*** Opening of Supplied entries ***
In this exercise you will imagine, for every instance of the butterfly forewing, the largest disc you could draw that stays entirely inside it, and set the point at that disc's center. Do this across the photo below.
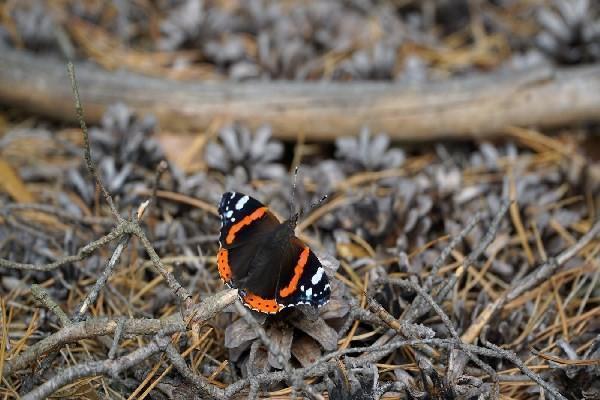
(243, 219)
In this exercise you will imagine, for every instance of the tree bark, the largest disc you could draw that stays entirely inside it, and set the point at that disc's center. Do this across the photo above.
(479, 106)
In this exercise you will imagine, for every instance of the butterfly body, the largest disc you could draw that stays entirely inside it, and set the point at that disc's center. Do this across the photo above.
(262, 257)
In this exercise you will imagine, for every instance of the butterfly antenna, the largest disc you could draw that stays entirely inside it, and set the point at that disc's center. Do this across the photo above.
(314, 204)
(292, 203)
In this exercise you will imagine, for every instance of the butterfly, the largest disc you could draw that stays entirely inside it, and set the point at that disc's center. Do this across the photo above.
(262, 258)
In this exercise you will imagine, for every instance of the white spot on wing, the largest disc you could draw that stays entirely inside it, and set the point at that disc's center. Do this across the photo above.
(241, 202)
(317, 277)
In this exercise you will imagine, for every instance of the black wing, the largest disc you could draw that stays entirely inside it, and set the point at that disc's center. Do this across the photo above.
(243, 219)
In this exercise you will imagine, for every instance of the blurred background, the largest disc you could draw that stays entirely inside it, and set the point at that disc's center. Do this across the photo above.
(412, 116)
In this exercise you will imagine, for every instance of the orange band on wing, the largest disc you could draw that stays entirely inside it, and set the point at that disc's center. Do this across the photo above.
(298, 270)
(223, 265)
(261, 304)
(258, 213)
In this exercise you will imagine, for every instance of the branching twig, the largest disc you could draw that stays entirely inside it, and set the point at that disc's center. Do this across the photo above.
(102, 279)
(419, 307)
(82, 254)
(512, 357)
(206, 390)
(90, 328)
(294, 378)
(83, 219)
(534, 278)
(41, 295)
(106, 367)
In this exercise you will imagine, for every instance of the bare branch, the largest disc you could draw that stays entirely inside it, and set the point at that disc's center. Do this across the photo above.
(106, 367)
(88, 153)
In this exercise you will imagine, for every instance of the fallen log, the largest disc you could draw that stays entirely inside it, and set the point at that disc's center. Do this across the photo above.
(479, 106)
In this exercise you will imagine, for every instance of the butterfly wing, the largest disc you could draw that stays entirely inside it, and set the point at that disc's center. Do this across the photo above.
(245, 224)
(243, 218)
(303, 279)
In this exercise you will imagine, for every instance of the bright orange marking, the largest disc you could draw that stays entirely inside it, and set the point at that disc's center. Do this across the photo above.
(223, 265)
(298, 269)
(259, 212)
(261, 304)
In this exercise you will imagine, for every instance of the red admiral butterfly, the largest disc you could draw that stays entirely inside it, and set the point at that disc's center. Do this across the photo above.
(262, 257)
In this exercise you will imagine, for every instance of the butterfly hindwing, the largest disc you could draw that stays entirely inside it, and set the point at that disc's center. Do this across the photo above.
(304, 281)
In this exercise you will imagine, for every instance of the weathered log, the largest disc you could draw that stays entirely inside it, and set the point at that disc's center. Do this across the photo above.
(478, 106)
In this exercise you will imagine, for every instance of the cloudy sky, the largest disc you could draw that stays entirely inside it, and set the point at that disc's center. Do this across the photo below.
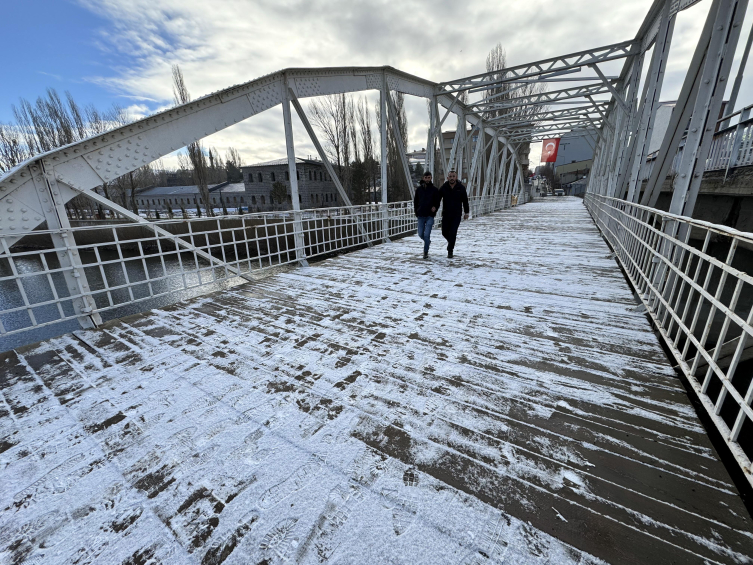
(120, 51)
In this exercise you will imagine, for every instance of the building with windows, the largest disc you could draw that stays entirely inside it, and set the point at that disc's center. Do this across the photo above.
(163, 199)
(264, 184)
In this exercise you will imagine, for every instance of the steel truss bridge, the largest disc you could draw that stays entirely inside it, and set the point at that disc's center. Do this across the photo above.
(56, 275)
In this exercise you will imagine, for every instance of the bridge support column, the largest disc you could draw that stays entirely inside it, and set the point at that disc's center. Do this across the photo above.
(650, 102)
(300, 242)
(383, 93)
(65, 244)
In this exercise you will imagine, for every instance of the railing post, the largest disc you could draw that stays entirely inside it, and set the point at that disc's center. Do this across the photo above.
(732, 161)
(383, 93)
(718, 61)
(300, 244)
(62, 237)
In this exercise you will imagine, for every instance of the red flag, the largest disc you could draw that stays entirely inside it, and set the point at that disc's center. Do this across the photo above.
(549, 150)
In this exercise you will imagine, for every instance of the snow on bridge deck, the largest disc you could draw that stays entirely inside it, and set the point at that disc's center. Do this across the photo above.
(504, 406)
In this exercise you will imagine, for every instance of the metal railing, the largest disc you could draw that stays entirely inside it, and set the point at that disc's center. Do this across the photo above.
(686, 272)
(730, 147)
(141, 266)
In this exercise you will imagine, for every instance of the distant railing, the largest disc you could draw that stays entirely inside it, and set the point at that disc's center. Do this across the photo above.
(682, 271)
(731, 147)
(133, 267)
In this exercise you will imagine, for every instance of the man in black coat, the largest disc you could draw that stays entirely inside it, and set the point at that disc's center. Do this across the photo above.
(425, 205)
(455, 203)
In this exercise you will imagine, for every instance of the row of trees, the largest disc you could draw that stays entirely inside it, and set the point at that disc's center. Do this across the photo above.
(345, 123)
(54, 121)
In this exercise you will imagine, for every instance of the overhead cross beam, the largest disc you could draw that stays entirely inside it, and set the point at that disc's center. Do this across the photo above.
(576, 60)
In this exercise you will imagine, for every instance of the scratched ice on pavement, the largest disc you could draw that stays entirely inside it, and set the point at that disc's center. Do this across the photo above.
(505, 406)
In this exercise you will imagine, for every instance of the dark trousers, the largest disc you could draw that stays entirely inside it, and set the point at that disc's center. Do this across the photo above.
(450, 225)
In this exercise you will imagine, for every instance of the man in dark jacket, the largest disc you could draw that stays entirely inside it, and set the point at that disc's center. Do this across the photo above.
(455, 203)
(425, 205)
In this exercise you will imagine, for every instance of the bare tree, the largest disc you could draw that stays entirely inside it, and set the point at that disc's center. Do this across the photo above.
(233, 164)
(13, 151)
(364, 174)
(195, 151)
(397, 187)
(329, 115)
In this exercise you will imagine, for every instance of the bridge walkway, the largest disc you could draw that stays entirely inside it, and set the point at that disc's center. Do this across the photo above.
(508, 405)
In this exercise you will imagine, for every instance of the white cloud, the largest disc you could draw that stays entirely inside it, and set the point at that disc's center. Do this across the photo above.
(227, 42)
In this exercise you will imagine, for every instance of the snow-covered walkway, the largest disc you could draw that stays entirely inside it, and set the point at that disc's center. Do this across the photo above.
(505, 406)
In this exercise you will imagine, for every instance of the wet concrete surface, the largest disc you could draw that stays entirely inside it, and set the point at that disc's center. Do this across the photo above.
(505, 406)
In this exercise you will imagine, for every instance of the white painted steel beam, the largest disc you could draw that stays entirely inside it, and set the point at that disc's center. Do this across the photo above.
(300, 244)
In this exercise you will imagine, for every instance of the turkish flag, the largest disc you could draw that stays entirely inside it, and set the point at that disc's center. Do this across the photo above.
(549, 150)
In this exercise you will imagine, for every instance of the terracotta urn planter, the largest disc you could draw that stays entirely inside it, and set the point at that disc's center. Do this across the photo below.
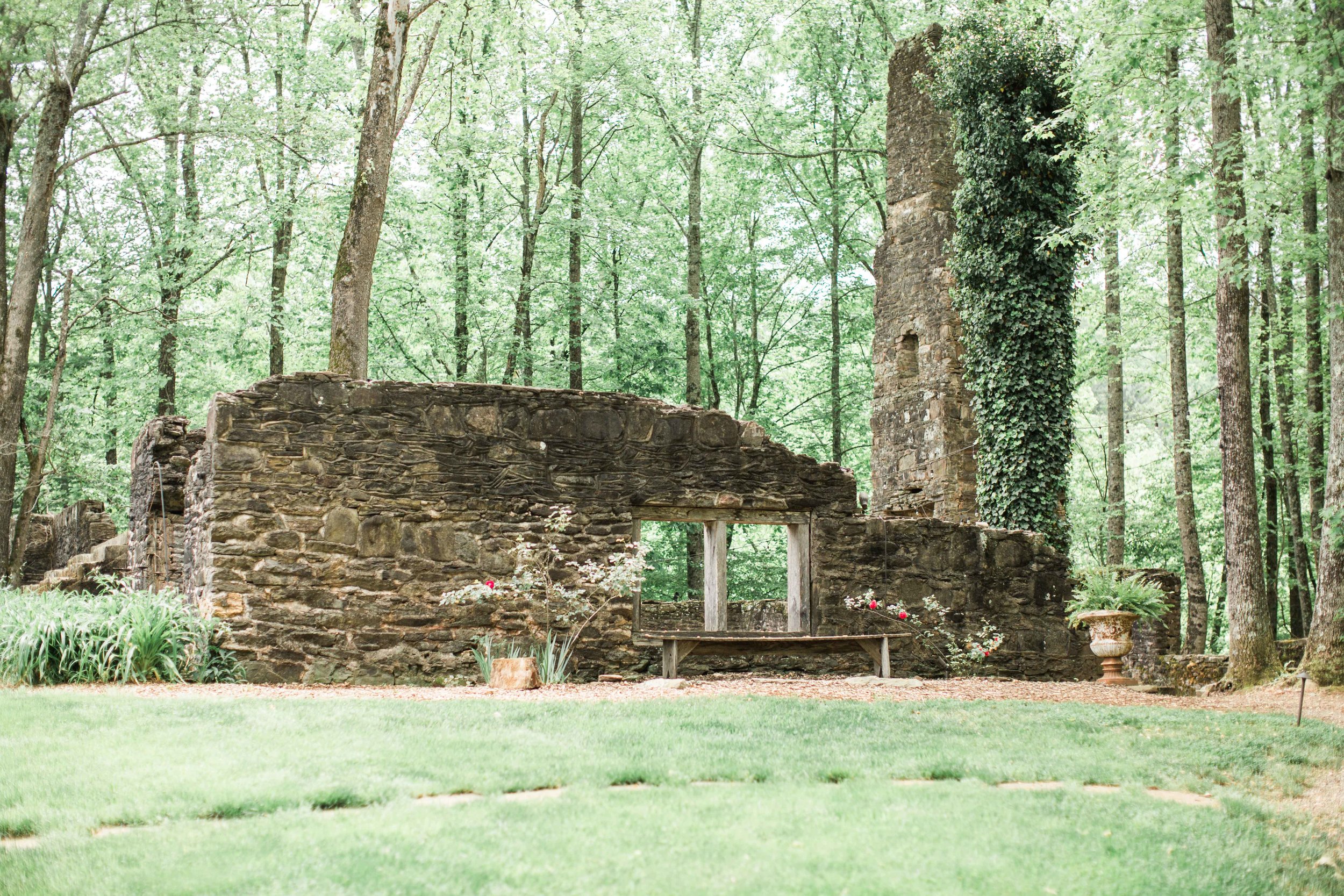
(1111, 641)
*** Close of Supplied entries ***
_Your objective_.
The copy should hold exactly the lines from the line containing "the wet concrete" through the end of the data, both ends included, and no pictures.

_Output for this task_.
In this exercise you will imagine, for every instance of the wet concrete surface, the largest disc you could draw that stays entirely inside it, and set the point at that disc's center. Do this across the photo above.
(505, 406)
In this exercise you will imagine, for every instance of the white painted steel beam, the largest disc you could draw that stays entirely inside it, and set the point at that disc's center. Do this across the photo above.
(300, 244)
In this exercise you will imagine, for every instance of the turkish flag, the largest disc you could draw that stays entirely inside it, and set the point at that disc's center. Do this across the photo above.
(549, 150)
In this exercise you will imagine, for every instance of the terracotta urn planter, the largest disc you could draw that stays entirely inside it, and set the point at that disc's center. Do this across the photo below.
(1111, 641)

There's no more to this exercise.